**Work to be completed:**
Output each record below exactly, leaving any picture out of the copy.

**Provided data:**

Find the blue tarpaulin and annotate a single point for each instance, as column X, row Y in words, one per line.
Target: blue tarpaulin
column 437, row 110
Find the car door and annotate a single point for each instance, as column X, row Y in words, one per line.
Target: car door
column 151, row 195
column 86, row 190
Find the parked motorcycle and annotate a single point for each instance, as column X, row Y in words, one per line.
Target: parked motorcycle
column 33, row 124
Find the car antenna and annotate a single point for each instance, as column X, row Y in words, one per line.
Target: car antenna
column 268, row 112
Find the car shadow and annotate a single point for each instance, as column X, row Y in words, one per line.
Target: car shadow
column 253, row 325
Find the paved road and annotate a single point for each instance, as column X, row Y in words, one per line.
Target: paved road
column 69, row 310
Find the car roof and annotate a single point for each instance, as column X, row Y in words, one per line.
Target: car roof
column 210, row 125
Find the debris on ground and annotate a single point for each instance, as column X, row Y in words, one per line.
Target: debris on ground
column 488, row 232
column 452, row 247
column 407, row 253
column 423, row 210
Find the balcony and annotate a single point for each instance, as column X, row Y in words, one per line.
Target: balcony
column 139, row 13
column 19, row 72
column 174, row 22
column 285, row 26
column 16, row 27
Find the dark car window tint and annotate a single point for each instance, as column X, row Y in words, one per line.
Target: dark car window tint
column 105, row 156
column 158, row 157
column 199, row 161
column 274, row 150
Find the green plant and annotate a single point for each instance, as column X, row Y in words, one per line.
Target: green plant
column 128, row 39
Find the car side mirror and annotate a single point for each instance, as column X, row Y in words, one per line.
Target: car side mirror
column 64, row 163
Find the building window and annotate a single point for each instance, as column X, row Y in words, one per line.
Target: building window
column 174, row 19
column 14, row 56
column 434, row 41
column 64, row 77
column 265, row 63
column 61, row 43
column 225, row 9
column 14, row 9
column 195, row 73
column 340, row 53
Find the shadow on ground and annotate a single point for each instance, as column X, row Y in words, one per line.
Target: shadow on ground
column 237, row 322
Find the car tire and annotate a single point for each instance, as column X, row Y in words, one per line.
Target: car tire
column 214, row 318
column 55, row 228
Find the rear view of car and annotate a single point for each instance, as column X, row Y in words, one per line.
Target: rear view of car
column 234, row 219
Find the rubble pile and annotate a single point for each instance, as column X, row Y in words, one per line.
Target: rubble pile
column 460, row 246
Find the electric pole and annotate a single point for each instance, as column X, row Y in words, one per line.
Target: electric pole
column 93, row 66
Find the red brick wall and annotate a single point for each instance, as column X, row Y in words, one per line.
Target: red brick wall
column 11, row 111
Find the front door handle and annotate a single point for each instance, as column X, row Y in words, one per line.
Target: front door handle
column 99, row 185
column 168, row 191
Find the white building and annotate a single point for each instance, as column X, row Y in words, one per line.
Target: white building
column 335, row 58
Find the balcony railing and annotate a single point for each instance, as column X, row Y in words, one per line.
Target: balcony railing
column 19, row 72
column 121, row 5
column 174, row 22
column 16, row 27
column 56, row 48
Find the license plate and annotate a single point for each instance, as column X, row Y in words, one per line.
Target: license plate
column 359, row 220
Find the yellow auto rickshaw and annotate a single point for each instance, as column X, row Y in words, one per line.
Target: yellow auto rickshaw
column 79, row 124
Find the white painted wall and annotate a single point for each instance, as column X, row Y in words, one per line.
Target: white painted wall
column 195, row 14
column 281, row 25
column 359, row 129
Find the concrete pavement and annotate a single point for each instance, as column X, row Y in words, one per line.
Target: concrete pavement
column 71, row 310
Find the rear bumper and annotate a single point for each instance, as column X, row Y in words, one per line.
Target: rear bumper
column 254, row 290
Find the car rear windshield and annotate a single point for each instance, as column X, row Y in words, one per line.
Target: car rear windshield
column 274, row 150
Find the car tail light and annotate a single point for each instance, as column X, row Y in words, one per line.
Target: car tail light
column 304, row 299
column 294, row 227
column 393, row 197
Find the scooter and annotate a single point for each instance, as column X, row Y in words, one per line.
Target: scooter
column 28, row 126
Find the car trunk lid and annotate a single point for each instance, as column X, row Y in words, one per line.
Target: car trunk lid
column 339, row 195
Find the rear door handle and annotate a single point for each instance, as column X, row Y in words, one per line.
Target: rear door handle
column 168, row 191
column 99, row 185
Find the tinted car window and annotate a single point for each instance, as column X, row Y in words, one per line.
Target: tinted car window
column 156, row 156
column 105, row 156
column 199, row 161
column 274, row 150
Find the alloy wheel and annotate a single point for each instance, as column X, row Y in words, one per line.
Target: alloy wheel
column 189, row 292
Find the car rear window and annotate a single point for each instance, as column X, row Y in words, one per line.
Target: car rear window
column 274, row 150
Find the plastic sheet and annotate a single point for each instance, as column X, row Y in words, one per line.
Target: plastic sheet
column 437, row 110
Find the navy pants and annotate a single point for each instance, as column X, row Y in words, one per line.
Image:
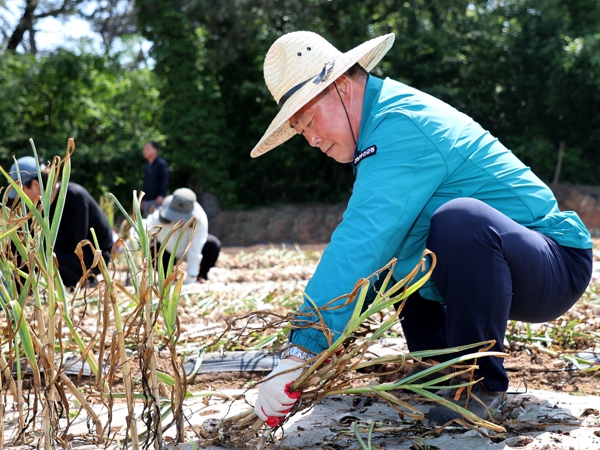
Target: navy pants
column 491, row 269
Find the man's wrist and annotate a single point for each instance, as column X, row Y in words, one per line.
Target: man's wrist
column 295, row 351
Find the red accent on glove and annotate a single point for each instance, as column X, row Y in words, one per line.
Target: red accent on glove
column 291, row 394
column 274, row 421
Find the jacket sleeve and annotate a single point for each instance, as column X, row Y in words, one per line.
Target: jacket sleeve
column 390, row 192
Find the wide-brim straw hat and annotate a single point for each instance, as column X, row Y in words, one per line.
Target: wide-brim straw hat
column 299, row 66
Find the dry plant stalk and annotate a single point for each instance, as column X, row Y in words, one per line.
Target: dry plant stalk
column 37, row 306
column 337, row 370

**Answer box:**
Find the blue tarpaulin and annotate a single point for each instance, as column X, row Y in words, one per line.
Target: blue tarpaulin
column 437, row 110
Find the car door and annotate a single point for each instance, as column X, row Y in words, one per line.
Target: car door
column 151, row 195
column 86, row 190
Find the parked motorcycle and annotate a single point for each instance, as column X, row Y in words, one per line.
Target: parked motorcycle
column 33, row 124
Find the car antenna and annotate a single point for each instance, as column X, row Y in words, one per line.
Target: car antenna
column 268, row 112
Find the car shadow and annotate a single point for each instance, as column X, row Y in words, one per line.
Target: car shadow
column 253, row 325
Find the paved road and annotate a single point for each instance, as column X, row Y in words, one per line.
Target: paved road
column 69, row 310
Find the car roof and annotate a single point for each instance, as column X, row Y in words, one per line.
Target: car roof
column 210, row 125
Find the debris on ground and annotate a single point for each instance, as column X, row Y in words, one per line.
Target: debris on ground
column 488, row 232
column 452, row 247
column 407, row 253
column 423, row 210
Find the balcony and annotate a single point for each instance, as column X, row Y in words, one per line.
Target: balcony
column 139, row 13
column 19, row 72
column 174, row 22
column 285, row 26
column 16, row 27
Find the dark car window tint and annotate a single point for each instance, as column X, row Y in words, one per line.
Target: dark car window tint
column 105, row 156
column 158, row 157
column 199, row 161
column 274, row 150
Find the green plant and annotate a single point for each instance, as column X, row Y in words, one per line.
Target: green plant
column 128, row 39
Find the car side mirror and annotate a single point for each instance, as column X, row Y in words, one per line.
Target: car side mirror
column 64, row 163
Find the building window and annotate a single point for each instance, as column X, row Y in words, one per line.
Target: building window
column 174, row 19
column 14, row 56
column 434, row 41
column 64, row 77
column 265, row 63
column 61, row 43
column 225, row 9
column 14, row 9
column 195, row 73
column 340, row 53
Find the shadow on ground and annotate a single point for each instance, as column X, row Y in words, one per line.
Target: shadow on ground
column 237, row 322
Find the car tire and annotate a single point for each instance, as column X, row Y in words, one per line.
Target: car tire
column 214, row 318
column 55, row 228
Find the rear view of car and annotate a single point for each instance, as column X, row Y in words, one per line.
Target: rear view of car
column 234, row 219
Find the rubble pile and annotate a single point for each instance, as column X, row Y in words, one per line.
Target: rubble pile
column 460, row 246
Find the electric pole and annotate a single point for each instance, as column X, row Y in words, one per line.
Target: electric pole
column 93, row 66
Find the red brick wall and annotate a single point for each instance, as column X, row Y in words, one per line.
Target: red brick wall
column 11, row 111
Find the front door handle and annotate a single point for each instance, as column X, row Y in words, one per line.
Target: front door handle
column 99, row 185
column 168, row 191
Find the white building and annotate a single point for each instance, as column X, row Y in words, one per line.
Target: white building
column 335, row 58
Find the balcony railing and annotate a single point for each instance, as column X, row Y in words, one per line.
Target: balcony railing
column 19, row 72
column 121, row 5
column 174, row 22
column 16, row 27
column 56, row 48
Find the license plate and annotate a single point for each instance, as column X, row Y in words, one per line.
Target: license plate
column 359, row 220
Find the yellow auto rickshaw and annotate a single point for each instance, as column X, row Y in words, one per line.
Target: yellow auto rickshaw
column 79, row 124
Find the white painted wall and annotate a single point for each instance, as column X, row Y in words, one per line.
Target: white painted wall
column 195, row 14
column 281, row 25
column 359, row 129
Find the concrete pavement and annotate a single point for each instance, as column X, row Y in words, one per line.
Target: concrete pavement
column 71, row 310
Find the rear bumper and annotate a single point for each instance, as column X, row Y in words, one per line.
Target: rear bumper
column 254, row 290
Find the car rear windshield and annotate a single point for each instance, as column X, row Y in words, one per line.
Target: car rear windshield
column 274, row 150
Find the car tail light and annotate a single point for each instance, as column X, row Y in words, one per line.
Target: car tail light
column 304, row 299
column 294, row 227
column 393, row 197
Find the scooter and annotate a single point for each instance, as column X, row Y in words, one per line.
Target: scooter
column 28, row 126
Find the car trunk lid and annotate a single point for each instance, as column X, row Y in words, one per line.
Target: car trunk lid
column 339, row 195
Find the rear door handle and annotate a single point for each instance, as column X, row Y in words, one per line.
Target: rear door handle
column 168, row 191
column 99, row 185
Find the tinted car window and annotate a single point for each instance, as column X, row Y in words, one per line.
Target: tinted car window
column 156, row 156
column 105, row 156
column 199, row 161
column 274, row 150
Find the alloy wheel and annotate a single point for each instance, as column X, row Y in words, one per line.
Target: alloy wheel
column 189, row 292
Find the car rear window and annotate a single point for each instance, as column X, row Y in words, one per line.
Target: car rear window
column 274, row 150
Find the plastic sheet and annotate a single point for each instance, as column X, row Y in words, one per line.
Target: plastic sheet
column 437, row 110
Find the navy pants and annotate a single point for each instance, as column X, row Y in words, one per line.
Image:
Target: navy pants
column 491, row 269
Find the man's wrist and annotate a single point for each instance, as column X, row Y in words, one per line.
Target: man's wrist
column 295, row 351
Find the red accent on glove and annotate a single point for each instance, as column X, row Y in words, one per line.
Target: red accent on glove
column 291, row 394
column 274, row 421
Find the jacket sleeve and annotate a single point for each instance, as column X, row Y in words, one per line.
Target: jacket sleeve
column 390, row 192
Find the wide-brim straw hat and annotate a single point for each instance, as column X, row Y in words, one per line.
Target: wide-brim straw hat
column 299, row 66
Find the dry plant stalk and annotate a single point for each instance, as column X, row Y in words, one per line.
Target: dry plant stalk
column 37, row 306
column 337, row 370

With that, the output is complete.